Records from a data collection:
>>>
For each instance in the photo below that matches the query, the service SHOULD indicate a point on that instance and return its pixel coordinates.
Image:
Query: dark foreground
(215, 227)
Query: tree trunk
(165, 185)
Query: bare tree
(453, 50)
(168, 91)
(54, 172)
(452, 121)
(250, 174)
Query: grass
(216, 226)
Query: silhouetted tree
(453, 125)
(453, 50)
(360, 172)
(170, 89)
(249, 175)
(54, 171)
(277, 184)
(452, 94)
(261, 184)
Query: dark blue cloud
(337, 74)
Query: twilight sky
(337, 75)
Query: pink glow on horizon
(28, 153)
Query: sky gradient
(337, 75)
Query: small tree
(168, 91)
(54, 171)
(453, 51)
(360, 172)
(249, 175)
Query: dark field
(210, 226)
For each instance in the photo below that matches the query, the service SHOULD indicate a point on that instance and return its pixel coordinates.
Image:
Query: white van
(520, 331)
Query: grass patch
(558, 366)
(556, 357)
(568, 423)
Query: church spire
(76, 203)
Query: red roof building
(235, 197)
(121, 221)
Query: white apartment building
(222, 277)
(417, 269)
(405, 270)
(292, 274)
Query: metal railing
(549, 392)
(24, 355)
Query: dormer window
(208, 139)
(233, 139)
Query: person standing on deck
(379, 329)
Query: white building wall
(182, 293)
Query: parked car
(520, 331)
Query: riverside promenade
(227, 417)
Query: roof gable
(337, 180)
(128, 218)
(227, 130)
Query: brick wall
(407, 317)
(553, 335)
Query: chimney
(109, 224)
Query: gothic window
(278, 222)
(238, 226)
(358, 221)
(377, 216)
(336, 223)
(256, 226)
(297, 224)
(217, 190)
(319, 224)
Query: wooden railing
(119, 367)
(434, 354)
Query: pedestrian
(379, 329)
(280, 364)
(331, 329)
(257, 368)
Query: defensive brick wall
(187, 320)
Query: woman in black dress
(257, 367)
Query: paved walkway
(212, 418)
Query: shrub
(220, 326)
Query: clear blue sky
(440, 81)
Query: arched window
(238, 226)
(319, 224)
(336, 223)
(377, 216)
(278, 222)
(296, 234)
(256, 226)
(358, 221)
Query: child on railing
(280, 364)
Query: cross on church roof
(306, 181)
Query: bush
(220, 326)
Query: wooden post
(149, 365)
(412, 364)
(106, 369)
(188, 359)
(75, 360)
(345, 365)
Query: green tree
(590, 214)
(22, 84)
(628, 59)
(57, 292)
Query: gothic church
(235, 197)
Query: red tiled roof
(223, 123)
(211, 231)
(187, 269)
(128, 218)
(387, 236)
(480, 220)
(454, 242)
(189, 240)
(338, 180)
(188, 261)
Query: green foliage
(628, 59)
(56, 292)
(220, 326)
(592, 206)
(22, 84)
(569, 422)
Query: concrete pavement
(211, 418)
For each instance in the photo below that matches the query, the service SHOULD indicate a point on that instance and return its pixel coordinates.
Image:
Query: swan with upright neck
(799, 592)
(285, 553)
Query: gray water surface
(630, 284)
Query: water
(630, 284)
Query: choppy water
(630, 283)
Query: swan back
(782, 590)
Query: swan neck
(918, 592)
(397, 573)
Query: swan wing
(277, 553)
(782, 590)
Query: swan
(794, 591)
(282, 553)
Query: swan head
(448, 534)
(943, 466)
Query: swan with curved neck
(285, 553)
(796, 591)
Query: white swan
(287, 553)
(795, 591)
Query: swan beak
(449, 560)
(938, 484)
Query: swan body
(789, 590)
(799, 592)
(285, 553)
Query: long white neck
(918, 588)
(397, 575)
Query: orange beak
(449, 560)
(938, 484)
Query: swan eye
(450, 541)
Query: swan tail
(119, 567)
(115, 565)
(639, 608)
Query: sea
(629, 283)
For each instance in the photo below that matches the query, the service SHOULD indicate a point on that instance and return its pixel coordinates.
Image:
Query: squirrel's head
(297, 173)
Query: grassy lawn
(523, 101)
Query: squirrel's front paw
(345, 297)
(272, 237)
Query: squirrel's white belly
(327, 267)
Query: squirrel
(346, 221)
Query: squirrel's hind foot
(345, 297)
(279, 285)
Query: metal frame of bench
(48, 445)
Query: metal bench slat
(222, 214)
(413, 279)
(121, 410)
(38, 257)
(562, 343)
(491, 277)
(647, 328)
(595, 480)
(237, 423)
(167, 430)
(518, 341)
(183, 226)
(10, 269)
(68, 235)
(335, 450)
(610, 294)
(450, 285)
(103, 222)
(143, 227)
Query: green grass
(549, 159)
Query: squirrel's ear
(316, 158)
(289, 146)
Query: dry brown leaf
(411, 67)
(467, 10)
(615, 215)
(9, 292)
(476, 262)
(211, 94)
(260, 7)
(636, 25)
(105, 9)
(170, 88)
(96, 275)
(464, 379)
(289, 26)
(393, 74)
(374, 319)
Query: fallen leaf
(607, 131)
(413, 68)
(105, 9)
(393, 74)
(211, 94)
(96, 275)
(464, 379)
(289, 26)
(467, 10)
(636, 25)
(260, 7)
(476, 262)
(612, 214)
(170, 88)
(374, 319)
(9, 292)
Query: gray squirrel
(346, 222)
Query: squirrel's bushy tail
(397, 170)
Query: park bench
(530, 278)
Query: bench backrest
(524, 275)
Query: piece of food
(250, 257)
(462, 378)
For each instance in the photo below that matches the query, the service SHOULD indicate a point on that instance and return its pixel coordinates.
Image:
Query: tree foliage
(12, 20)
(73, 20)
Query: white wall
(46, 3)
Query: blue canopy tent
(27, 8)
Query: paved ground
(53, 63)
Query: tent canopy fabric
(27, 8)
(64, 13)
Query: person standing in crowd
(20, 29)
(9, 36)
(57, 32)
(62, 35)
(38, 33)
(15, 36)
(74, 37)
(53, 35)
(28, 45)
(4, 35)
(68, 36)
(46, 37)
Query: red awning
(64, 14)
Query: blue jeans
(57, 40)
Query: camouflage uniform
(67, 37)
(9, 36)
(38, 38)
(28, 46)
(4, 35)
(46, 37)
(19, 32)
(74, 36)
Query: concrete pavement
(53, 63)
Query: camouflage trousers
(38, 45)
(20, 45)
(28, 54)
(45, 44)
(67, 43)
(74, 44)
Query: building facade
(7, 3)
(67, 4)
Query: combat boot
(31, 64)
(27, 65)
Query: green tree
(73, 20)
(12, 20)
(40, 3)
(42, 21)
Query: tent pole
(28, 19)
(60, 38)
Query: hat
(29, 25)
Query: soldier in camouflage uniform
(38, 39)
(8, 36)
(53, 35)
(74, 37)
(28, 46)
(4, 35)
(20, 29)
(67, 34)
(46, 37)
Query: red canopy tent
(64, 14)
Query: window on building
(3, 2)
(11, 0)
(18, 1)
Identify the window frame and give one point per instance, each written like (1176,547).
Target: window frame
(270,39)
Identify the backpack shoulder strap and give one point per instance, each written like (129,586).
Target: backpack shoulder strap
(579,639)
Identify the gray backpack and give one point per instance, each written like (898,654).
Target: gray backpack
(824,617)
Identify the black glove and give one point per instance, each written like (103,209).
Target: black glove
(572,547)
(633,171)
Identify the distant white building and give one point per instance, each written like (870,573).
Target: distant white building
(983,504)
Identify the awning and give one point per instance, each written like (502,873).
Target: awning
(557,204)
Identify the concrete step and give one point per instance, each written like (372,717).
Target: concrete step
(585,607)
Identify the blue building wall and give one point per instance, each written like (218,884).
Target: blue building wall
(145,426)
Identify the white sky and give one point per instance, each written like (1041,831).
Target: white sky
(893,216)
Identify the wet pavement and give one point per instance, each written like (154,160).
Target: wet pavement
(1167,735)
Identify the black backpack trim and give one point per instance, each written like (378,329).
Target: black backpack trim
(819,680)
<<<
The task: With every line intact, print the records above again.

Your solution:
For each instance in the photo below that matches the query, the service SHOULD indicate a point on that instance and return its pixel coordinates.
Image:
Query: dark foreground
(215, 227)
Query: tree trunk
(165, 185)
Query: bare tree
(453, 50)
(168, 91)
(54, 172)
(452, 121)
(250, 174)
Query: grass
(216, 226)
Query: silhouetted tree
(453, 125)
(453, 50)
(360, 172)
(170, 89)
(249, 175)
(54, 171)
(277, 184)
(452, 94)
(261, 184)
Query: dark blue cloud
(337, 74)
Query: twilight sky
(337, 75)
Query: pink glow on horizon
(28, 153)
Query: sky gradient
(337, 75)
Query: small tree
(168, 91)
(54, 171)
(453, 51)
(360, 172)
(249, 175)
Query: dark field
(210, 226)
For each instance in the photo below that matches the query, the service SHOULD indicate a point on that instance and return its pixel coordinates.
Image:
Query: white van
(520, 331)
Query: grass patch
(558, 366)
(556, 357)
(568, 423)
Query: church spire
(76, 203)
Query: red roof building
(235, 197)
(121, 221)
Query: white apartment building
(222, 277)
(417, 269)
(405, 270)
(292, 274)
Query: metal railing
(549, 392)
(24, 355)
Query: dormer window
(208, 139)
(233, 139)
Query: person standing on deck
(379, 329)
Query: white building wall
(182, 293)
Query: parked car
(520, 331)
Query: riverside promenade
(227, 417)
Query: roof gable
(337, 180)
(128, 218)
(227, 130)
Query: brick wall
(407, 317)
(553, 335)
Query: chimney
(109, 224)
Query: gothic window
(278, 222)
(238, 226)
(358, 221)
(377, 216)
(336, 223)
(256, 226)
(297, 224)
(217, 190)
(319, 224)
Query: wooden railing
(119, 367)
(434, 354)
Query: pedestrian
(379, 329)
(280, 364)
(331, 329)
(257, 368)
Query: defensive brick wall
(187, 320)
Query: woman in black dress
(257, 367)
Query: paved walkway
(212, 418)
Query: shrub
(220, 326)
Query: clear blue sky
(440, 81)
Query: arched window
(238, 226)
(319, 224)
(336, 223)
(377, 216)
(278, 222)
(296, 234)
(256, 226)
(358, 221)
Query: child on railing
(280, 364)
Query: cross on church roof
(306, 181)
Query: bush
(220, 326)
Query: wooden post
(149, 365)
(412, 364)
(106, 369)
(188, 359)
(75, 360)
(345, 365)
Query: green tree
(590, 214)
(22, 84)
(628, 59)
(57, 292)
Query: gothic church
(235, 197)
Query: red tiled roof
(223, 123)
(211, 231)
(187, 269)
(128, 218)
(387, 236)
(480, 220)
(454, 242)
(189, 240)
(338, 180)
(188, 261)
Query: green foliage
(628, 59)
(56, 292)
(220, 326)
(592, 206)
(22, 84)
(569, 422)
Query: concrete pavement
(211, 418)
For each instance in the photo below that matches the query, the service SHOULD indicate a point on that instance and return its pixel coordinates.
Image:
Query: swan with upright neck
(799, 592)
(285, 553)
Query: gray water surface
(630, 284)
Query: water
(630, 284)
Query: choppy water
(630, 283)
Query: swan back
(782, 590)
Query: swan neck
(918, 592)
(397, 573)
Query: swan wing
(277, 553)
(782, 590)
Query: swan
(794, 591)
(282, 553)
Query: swan head
(448, 534)
(943, 466)
Query: swan with curved neck
(285, 553)
(796, 591)
Query: white swan
(287, 553)
(795, 591)
Query: swan beak
(449, 560)
(938, 484)
Query: swan body
(789, 590)
(799, 592)
(285, 553)
Query: long white neck
(918, 588)
(397, 575)
Query: orange beak
(449, 560)
(938, 484)
Query: swan eye
(450, 541)
Query: swan tail
(119, 567)
(115, 565)
(639, 608)
Query: sea
(629, 283)
For each instance in the photo below that matches the query, the service SHOULD indicate a point on that instance and return its pixel coordinates.
Image:
Query: squirrel's head
(297, 173)
Query: grassy lawn
(523, 101)
Query: squirrel's front paw
(345, 297)
(272, 237)
Query: squirrel's white belly
(327, 267)
Query: squirrel
(346, 221)
Query: squirrel's hind foot
(345, 297)
(279, 285)
Query: metal frame of bench
(48, 445)
Query: metal bench slat
(222, 214)
(413, 279)
(121, 410)
(38, 257)
(562, 343)
(491, 277)
(647, 328)
(595, 480)
(237, 423)
(167, 430)
(518, 341)
(183, 226)
(10, 269)
(68, 235)
(335, 450)
(610, 294)
(450, 285)
(103, 222)
(143, 227)
Query: green grass
(549, 159)
Query: squirrel's ear
(316, 158)
(289, 146)
Query: dry brown leaf
(411, 67)
(467, 10)
(615, 215)
(9, 292)
(476, 262)
(211, 94)
(260, 7)
(636, 25)
(105, 9)
(170, 88)
(96, 275)
(464, 379)
(289, 26)
(393, 74)
(374, 319)
Query: fallen leaf
(607, 131)
(413, 68)
(105, 9)
(393, 74)
(211, 94)
(96, 275)
(464, 379)
(289, 26)
(467, 10)
(636, 25)
(260, 7)
(476, 262)
(612, 214)
(170, 88)
(374, 319)
(9, 292)
Query: gray squirrel
(346, 222)
Query: squirrel's bushy tail
(397, 170)
Query: park bench
(530, 278)
Query: bench backrest
(524, 275)
Query: piece of food
(250, 257)
(462, 378)
For each instance in the photo below that matches the query, the service SHOULD indicate a point on that instance and return its pixel coordinates.
Image:
Query: tree foliage
(12, 20)
(73, 20)
Query: white wall
(46, 3)
Query: blue canopy tent
(27, 8)
Query: paved ground
(53, 63)
Query: tent canopy fabric
(27, 8)
(64, 13)
Query: person standing in crowd
(20, 29)
(9, 36)
(57, 32)
(62, 35)
(38, 33)
(15, 36)
(74, 37)
(53, 35)
(28, 45)
(4, 35)
(68, 36)
(46, 37)
Query: red awning
(64, 14)
Query: blue jeans
(57, 40)
Query: camouflage uniform
(67, 37)
(9, 36)
(38, 38)
(28, 46)
(4, 35)
(46, 37)
(19, 32)
(74, 36)
Query: concrete pavement
(53, 63)
Query: camouflage trousers
(38, 45)
(20, 45)
(28, 54)
(45, 44)
(67, 43)
(74, 44)
Query: building facade
(7, 3)
(67, 4)
Query: combat boot
(31, 64)
(27, 65)
Query: green tree
(73, 20)
(12, 20)
(40, 3)
(42, 21)
Query: tent pole
(28, 19)
(60, 38)
Query: hat
(29, 25)
Query: soldier in camouflage uniform
(38, 39)
(8, 36)
(53, 35)
(74, 37)
(28, 46)
(4, 35)
(20, 29)
(67, 34)
(46, 37)
Query: red canopy tent
(64, 14)
Query: window on building
(3, 2)
(11, 0)
(18, 1)
Identify the window frame and give one point per instance, each written like (1176,547).
Target: window frame
(270,39)
Identify the backpack shoulder strap and give one point per instance, each written like (129,586).
Target: backpack shoulder strap
(579,639)
Identify the gray backpack and give one point per instance, each written like (898,654).
Target: gray backpack
(824,617)
Identify the black glove and give one point per instance, each written like (103,209).
Target: black glove
(572,547)
(633,171)
Identify the distant white building and give one point per instance, each written like (870,573).
Target: distant white building
(983,504)
Identify the awning and give one point per instance, each written like (502,873).
Target: awning
(557,204)
Identify the concrete step and give one point per instance, each written like (372,717).
Target: concrete step
(585,607)
Identify the blue building wall and give one point per instance, each written like (218,884).
Target: blue building wall
(145,426)
Identify the white sky and give one point per instance, each written like (1041,831).
Target: white sky
(893,216)
Identify the wet pavement and give one point per instance, each written like (154,160).
Target: wet pavement
(1167,735)
Identify the black backpack trim and give one point per instance, each written like (378,329).
Target: black backpack trim
(819,680)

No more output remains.